Provided material

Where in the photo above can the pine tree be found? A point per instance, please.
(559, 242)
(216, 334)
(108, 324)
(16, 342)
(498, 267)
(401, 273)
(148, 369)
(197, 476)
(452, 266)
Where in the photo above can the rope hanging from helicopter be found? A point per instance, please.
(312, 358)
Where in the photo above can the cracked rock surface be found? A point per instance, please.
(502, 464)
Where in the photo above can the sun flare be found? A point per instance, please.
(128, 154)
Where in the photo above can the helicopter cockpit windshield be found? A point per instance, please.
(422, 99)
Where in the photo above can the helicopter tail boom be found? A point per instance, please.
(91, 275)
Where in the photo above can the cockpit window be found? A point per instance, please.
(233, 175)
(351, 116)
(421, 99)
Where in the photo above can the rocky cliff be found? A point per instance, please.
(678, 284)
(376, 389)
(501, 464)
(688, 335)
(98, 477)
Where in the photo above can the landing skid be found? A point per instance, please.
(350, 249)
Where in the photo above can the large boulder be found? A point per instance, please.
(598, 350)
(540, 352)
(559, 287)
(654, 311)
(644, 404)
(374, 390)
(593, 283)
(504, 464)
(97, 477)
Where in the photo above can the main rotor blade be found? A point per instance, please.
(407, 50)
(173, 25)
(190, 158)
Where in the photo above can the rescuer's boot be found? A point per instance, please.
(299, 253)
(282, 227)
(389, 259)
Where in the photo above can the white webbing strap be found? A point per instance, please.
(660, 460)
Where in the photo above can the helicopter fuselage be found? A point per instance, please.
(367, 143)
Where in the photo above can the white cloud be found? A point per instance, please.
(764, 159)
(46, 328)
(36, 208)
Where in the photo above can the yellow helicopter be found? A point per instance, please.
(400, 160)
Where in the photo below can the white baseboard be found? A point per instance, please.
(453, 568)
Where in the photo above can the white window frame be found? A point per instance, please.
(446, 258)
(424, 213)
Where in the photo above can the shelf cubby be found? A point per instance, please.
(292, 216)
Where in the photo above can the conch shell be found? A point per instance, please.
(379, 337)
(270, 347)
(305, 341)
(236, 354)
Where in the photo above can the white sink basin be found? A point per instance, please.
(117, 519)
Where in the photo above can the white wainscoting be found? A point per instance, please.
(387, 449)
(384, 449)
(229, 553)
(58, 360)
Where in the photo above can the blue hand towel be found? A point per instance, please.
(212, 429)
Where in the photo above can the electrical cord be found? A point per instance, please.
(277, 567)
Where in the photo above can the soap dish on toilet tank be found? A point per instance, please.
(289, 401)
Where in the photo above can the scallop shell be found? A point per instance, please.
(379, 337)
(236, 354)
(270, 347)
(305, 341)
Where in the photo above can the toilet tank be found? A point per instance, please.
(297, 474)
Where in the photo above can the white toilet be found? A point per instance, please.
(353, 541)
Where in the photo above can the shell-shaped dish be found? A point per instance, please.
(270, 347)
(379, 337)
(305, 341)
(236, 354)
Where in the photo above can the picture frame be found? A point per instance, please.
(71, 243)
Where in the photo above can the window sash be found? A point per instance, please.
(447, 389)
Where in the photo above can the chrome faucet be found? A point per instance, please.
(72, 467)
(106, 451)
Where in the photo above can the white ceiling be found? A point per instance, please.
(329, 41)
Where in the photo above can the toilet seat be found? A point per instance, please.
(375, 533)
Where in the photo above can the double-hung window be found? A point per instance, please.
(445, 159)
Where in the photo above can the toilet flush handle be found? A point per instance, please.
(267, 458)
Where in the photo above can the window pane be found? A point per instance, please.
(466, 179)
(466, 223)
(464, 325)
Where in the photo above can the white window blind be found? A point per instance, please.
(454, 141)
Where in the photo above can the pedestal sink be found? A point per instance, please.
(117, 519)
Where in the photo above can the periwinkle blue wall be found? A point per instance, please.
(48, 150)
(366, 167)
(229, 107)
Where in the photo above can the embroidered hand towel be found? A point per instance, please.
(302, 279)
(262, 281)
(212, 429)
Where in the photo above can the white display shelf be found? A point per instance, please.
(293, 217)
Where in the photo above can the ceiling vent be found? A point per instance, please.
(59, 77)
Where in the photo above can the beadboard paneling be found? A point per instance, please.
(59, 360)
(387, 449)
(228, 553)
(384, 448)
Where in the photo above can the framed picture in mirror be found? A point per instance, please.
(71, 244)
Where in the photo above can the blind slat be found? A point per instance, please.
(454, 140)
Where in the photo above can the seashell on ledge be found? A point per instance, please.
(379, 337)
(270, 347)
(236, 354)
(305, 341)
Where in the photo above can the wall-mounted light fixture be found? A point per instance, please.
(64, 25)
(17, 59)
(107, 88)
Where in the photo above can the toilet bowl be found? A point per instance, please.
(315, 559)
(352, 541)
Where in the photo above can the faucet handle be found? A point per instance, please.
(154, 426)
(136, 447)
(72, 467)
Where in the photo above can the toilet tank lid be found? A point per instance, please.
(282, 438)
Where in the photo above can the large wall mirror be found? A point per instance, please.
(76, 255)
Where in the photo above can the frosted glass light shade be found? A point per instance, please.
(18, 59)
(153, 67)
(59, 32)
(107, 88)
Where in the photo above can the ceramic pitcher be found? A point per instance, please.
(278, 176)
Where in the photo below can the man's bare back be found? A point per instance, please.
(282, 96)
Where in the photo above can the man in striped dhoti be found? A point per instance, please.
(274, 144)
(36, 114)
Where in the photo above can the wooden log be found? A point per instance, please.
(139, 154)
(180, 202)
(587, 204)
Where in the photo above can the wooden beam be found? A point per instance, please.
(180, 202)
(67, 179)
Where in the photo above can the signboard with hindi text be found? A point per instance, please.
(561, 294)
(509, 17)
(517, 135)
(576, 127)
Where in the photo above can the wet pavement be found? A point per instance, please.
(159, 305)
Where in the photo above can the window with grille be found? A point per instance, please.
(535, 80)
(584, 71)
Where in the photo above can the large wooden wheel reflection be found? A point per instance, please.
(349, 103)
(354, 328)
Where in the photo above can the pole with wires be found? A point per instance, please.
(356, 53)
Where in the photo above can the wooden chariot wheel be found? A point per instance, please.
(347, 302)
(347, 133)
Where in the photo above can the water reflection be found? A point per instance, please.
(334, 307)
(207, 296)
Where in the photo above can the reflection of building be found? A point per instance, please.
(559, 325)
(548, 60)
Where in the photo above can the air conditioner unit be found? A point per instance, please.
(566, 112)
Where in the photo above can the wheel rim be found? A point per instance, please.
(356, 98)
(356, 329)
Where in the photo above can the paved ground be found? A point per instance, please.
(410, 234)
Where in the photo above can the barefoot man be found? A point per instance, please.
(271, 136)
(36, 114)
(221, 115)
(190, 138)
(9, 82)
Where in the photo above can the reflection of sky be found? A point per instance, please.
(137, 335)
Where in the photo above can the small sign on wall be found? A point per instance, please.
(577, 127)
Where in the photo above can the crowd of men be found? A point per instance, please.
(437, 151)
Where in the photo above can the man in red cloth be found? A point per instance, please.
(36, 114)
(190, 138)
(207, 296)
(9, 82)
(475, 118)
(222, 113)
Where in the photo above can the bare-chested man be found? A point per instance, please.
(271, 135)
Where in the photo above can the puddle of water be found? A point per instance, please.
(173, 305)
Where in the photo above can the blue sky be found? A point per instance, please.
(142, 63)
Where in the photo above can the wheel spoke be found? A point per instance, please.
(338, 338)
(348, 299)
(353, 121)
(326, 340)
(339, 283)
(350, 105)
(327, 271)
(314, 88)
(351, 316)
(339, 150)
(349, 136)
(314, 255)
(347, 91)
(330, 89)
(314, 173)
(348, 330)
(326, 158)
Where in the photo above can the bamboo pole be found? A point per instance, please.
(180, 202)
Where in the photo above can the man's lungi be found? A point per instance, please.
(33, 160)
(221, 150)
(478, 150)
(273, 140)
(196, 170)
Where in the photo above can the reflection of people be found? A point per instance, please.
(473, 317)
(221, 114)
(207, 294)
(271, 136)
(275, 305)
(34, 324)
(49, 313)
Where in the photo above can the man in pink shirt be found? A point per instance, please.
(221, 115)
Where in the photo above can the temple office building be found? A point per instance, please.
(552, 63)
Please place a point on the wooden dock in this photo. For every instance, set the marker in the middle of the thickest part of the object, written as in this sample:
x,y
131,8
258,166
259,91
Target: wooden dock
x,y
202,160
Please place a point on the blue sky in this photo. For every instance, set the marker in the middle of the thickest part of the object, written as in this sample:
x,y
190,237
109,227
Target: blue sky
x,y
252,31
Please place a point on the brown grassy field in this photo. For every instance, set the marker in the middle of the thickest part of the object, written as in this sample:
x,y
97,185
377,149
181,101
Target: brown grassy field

The task
Check each line above for the string "marker" and show the ones that have it.

Answer below
Please place a point on the wooden dock in this photo. For every instance, set the marker in the middle of the thickest part of the object, written as in this sample:
Please place a point on the blue sky in this photo. For every instance, set the marker in the middle of the thickest part of the object, written as in this sample:
Please place a point on the brown grassy field in this photo. For every instance, set the marker in the middle of the thickest part of the object, written as in this sample:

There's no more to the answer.